* Challenge
Please recast the lines from the one containing "Return the polygon of every instance of the back" through the last line as a Markdown table with the columns Row and Line text, numbering each row and leaving out blank lines.

============

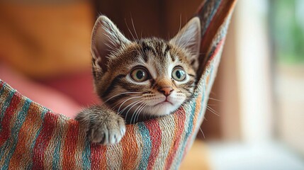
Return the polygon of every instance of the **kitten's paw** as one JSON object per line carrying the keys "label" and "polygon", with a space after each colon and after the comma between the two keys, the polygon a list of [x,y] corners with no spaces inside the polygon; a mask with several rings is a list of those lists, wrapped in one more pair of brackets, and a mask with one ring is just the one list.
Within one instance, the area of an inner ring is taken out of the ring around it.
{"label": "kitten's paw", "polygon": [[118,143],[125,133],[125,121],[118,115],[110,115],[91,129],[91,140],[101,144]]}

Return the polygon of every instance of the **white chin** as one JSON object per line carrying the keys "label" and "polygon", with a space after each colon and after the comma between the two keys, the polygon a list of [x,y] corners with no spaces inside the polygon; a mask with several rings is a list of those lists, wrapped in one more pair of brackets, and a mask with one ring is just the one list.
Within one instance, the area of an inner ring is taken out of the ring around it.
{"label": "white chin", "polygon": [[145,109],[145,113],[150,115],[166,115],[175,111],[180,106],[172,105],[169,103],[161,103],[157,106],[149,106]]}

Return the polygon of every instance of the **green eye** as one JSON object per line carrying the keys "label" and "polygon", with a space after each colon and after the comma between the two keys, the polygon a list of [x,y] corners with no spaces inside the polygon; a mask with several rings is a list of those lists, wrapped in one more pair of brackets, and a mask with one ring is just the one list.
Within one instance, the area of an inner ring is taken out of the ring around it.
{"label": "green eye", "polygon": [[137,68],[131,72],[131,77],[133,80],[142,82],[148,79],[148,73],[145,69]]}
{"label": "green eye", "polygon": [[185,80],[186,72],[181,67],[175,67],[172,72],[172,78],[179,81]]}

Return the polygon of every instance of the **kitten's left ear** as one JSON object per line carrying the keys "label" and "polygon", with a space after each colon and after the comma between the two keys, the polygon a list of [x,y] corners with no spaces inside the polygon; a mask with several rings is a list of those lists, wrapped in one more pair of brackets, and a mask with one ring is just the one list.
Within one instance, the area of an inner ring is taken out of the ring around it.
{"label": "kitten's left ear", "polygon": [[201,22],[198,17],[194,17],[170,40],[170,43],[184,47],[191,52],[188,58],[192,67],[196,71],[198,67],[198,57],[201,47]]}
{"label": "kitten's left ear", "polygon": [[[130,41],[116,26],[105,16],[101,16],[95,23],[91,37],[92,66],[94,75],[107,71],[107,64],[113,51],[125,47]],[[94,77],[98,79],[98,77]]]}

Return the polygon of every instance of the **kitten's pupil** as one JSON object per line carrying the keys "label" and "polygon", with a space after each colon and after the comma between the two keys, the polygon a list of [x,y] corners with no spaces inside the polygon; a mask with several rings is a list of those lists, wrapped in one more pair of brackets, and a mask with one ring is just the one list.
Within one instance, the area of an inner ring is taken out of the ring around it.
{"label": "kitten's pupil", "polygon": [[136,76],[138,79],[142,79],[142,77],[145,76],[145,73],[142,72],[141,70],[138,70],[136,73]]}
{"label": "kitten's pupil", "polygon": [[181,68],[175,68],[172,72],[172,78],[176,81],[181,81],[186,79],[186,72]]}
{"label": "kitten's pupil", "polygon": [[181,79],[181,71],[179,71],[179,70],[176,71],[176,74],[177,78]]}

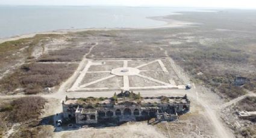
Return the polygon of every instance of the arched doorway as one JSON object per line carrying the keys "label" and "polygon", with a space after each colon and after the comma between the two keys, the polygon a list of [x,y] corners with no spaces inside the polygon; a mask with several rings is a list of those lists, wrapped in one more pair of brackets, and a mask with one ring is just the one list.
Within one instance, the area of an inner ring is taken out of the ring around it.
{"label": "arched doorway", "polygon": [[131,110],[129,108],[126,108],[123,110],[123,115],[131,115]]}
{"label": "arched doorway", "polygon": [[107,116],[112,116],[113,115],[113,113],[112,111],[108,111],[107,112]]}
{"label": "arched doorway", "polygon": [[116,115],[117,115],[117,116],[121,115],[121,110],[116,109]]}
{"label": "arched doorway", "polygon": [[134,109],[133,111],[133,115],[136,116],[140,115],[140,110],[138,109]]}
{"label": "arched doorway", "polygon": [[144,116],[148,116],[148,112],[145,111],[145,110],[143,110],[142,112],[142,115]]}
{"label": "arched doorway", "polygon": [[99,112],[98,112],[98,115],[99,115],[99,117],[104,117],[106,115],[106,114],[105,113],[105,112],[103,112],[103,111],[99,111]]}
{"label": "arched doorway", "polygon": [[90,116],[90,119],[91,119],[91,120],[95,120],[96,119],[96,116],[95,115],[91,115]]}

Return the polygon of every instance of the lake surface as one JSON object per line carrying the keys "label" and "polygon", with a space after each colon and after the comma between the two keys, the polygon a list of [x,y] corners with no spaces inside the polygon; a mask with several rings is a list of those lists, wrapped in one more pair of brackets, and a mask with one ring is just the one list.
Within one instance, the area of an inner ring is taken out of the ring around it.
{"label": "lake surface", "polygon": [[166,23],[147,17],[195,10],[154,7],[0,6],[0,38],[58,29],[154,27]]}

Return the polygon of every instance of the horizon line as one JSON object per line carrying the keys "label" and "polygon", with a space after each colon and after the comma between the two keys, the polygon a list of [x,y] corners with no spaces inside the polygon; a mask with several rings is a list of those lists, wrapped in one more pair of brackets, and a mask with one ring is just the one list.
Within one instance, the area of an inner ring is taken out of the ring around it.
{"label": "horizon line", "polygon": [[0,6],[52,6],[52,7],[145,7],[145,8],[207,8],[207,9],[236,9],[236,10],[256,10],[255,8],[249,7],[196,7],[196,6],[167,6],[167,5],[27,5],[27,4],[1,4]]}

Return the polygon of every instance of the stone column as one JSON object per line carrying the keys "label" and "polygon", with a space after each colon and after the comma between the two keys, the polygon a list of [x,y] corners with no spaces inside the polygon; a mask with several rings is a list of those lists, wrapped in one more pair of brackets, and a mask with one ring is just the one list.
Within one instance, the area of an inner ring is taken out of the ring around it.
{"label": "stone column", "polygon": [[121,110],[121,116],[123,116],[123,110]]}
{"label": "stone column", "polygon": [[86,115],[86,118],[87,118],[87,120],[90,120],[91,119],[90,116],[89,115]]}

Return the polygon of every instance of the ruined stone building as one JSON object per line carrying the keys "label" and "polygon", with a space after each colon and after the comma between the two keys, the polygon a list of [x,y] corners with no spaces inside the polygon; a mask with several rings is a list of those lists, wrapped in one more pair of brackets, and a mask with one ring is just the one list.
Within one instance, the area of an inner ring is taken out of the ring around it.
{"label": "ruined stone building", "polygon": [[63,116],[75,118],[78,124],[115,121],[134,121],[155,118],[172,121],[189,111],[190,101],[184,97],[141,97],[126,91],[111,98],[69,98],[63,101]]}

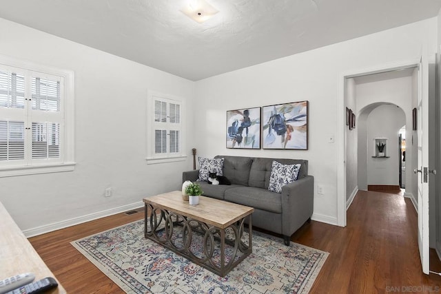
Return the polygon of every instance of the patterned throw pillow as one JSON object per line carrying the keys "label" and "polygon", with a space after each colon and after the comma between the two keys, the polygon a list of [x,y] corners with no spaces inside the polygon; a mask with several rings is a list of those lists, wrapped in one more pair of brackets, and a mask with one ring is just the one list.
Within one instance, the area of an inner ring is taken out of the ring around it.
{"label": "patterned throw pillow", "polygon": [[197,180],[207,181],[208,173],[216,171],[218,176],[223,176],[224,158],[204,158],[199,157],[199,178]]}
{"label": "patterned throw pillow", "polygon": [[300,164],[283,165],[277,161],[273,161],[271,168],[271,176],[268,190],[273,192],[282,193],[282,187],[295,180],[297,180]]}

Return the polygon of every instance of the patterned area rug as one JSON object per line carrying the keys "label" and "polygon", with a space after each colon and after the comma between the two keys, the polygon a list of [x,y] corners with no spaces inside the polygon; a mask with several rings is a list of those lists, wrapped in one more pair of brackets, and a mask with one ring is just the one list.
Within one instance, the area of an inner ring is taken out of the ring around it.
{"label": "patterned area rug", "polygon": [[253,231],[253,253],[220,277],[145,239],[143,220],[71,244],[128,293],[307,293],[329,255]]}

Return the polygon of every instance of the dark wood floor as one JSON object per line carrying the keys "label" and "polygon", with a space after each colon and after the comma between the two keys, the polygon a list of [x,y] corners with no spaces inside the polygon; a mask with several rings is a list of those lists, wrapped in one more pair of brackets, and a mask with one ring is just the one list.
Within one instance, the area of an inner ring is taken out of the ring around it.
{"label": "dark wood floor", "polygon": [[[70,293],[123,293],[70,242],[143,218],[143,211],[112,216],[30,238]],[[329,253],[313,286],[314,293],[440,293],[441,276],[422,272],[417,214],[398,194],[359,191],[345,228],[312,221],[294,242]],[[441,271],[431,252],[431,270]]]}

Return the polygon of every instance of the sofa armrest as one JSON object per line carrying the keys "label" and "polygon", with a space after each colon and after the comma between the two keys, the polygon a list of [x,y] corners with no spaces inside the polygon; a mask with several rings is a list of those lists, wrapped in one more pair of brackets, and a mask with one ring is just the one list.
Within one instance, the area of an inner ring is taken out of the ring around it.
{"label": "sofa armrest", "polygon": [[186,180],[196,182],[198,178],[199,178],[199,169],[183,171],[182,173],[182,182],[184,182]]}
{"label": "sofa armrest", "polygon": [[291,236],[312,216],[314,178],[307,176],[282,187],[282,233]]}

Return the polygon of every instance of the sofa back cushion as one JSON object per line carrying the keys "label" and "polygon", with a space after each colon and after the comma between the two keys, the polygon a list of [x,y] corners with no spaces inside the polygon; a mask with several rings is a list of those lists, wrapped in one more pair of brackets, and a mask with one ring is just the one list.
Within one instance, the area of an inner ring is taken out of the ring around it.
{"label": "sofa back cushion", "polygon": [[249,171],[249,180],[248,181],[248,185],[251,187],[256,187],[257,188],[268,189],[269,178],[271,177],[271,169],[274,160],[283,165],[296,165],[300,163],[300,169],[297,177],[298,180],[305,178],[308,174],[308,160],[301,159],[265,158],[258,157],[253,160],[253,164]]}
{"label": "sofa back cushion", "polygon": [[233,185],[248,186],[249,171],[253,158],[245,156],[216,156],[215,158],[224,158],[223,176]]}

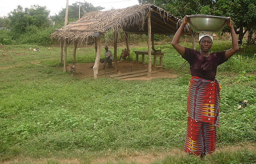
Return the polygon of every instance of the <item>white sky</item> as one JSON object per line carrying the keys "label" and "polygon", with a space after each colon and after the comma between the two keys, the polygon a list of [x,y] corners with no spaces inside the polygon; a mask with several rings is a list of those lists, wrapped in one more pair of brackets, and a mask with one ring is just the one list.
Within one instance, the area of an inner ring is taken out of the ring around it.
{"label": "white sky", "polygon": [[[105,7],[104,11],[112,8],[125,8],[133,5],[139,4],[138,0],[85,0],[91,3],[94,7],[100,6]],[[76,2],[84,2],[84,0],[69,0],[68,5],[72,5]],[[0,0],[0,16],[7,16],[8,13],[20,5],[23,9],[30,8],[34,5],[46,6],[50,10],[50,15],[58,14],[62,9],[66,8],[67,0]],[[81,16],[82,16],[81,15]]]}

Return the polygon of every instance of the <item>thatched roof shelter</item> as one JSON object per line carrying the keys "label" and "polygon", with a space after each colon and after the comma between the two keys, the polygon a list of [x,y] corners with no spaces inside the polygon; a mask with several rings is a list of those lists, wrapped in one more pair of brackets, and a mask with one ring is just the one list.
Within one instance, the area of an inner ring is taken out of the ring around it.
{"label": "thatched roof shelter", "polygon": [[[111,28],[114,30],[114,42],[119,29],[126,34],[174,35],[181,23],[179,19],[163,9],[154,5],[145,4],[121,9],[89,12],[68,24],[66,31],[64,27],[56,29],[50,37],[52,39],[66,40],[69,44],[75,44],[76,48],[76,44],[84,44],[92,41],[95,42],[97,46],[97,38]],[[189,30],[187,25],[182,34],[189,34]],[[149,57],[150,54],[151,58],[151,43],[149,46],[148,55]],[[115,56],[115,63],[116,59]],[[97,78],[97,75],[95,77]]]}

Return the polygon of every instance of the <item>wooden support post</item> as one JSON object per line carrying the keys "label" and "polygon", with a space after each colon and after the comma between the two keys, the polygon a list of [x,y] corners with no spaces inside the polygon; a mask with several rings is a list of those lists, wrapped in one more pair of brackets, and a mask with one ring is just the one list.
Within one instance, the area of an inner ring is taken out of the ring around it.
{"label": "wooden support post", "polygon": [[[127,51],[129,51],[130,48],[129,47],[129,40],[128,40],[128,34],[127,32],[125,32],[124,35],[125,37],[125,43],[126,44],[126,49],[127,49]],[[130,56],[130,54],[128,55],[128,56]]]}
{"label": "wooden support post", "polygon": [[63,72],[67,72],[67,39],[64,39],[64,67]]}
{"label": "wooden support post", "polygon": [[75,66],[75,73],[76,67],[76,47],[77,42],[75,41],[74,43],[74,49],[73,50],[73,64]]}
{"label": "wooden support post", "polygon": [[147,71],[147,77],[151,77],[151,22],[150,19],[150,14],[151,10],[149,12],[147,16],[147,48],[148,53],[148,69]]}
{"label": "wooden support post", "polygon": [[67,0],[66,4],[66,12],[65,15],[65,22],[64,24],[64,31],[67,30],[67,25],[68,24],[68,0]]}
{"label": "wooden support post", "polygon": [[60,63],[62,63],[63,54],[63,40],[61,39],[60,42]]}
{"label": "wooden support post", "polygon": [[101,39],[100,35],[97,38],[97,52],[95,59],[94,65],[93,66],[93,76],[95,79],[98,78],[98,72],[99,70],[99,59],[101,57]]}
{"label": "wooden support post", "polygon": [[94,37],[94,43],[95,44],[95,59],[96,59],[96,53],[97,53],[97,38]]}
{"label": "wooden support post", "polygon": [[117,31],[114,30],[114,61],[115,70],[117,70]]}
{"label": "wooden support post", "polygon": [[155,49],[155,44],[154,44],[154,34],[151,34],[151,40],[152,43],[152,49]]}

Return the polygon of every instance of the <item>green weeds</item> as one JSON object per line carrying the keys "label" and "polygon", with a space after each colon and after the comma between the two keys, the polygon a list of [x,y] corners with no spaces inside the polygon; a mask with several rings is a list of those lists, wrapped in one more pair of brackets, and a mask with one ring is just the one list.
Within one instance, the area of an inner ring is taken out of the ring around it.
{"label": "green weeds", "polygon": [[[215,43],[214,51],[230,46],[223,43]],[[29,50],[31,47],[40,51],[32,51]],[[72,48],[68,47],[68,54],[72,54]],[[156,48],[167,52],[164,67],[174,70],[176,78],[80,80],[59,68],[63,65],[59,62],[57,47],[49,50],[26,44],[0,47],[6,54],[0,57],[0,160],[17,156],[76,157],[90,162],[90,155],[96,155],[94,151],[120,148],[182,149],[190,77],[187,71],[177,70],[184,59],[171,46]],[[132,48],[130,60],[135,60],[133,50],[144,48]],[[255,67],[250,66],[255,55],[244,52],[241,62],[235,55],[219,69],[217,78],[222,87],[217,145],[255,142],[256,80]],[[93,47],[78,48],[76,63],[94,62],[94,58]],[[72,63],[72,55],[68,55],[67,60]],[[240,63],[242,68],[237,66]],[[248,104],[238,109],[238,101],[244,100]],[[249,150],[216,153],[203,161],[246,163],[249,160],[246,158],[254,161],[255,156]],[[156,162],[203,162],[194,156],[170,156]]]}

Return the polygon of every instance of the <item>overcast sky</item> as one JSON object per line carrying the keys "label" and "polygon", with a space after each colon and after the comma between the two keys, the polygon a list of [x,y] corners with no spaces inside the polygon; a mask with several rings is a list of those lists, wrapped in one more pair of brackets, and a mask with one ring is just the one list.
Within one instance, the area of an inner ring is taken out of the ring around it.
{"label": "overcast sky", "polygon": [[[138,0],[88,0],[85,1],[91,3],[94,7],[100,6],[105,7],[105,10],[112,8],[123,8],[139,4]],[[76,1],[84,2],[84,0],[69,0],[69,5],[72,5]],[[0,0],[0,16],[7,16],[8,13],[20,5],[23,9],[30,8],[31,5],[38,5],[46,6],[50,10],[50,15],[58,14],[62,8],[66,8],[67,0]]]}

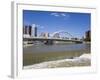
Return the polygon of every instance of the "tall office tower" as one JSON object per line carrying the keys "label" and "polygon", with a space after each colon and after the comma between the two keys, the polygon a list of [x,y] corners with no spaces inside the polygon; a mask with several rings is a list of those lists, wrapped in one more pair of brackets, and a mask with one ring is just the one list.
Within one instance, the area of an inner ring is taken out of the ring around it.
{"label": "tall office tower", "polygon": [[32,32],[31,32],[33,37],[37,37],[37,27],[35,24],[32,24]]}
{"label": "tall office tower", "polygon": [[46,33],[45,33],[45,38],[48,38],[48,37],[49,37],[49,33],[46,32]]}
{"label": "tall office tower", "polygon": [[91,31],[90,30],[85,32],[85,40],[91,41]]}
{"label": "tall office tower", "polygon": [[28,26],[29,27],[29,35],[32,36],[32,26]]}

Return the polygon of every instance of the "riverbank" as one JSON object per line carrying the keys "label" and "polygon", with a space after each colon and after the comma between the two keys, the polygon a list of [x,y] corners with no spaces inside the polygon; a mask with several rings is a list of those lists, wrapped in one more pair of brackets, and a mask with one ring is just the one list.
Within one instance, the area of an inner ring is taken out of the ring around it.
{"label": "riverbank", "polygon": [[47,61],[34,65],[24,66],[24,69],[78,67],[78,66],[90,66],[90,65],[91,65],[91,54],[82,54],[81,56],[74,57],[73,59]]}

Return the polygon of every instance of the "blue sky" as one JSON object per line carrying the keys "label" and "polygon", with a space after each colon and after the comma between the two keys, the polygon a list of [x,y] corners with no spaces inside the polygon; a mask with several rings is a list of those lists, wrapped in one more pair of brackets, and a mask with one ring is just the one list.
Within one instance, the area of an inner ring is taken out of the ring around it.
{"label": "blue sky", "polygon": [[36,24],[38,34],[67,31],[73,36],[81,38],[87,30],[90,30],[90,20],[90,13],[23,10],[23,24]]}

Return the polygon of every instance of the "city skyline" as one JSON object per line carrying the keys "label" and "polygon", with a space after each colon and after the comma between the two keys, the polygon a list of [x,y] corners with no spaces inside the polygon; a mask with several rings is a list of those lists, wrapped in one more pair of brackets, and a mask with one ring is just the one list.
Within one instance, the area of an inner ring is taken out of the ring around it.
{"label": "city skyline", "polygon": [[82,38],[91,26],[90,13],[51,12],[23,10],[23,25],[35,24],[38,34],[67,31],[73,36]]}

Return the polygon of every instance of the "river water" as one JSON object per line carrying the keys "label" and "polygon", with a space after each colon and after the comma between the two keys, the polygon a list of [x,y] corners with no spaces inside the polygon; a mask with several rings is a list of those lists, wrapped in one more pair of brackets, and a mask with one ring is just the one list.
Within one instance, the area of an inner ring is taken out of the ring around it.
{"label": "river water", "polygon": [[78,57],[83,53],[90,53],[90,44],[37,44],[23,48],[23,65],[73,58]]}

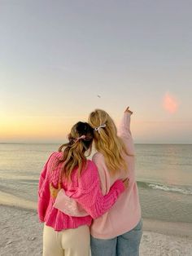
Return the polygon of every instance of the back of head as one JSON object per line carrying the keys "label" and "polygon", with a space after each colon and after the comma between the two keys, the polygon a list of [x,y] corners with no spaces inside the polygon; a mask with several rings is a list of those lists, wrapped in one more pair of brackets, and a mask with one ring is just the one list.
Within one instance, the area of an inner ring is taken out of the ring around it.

============

* Solution to the problem
| Row | Line text |
|---|---|
| 1 | Return the polygon of every instance of the back of head as one JSON object per line carrying the keys "label" and "polygon", with a space after each colon and after the comma between the two keys, the polygon a list of [x,y] corners with no spaces inside the polygon; a mask with several rings is a list of those lists, wrapped in one more pair of brackets, and a mask with one ring is just the one list. |
| 2 | Within one instance, the area of an inner ring is taken out of the ring around it. |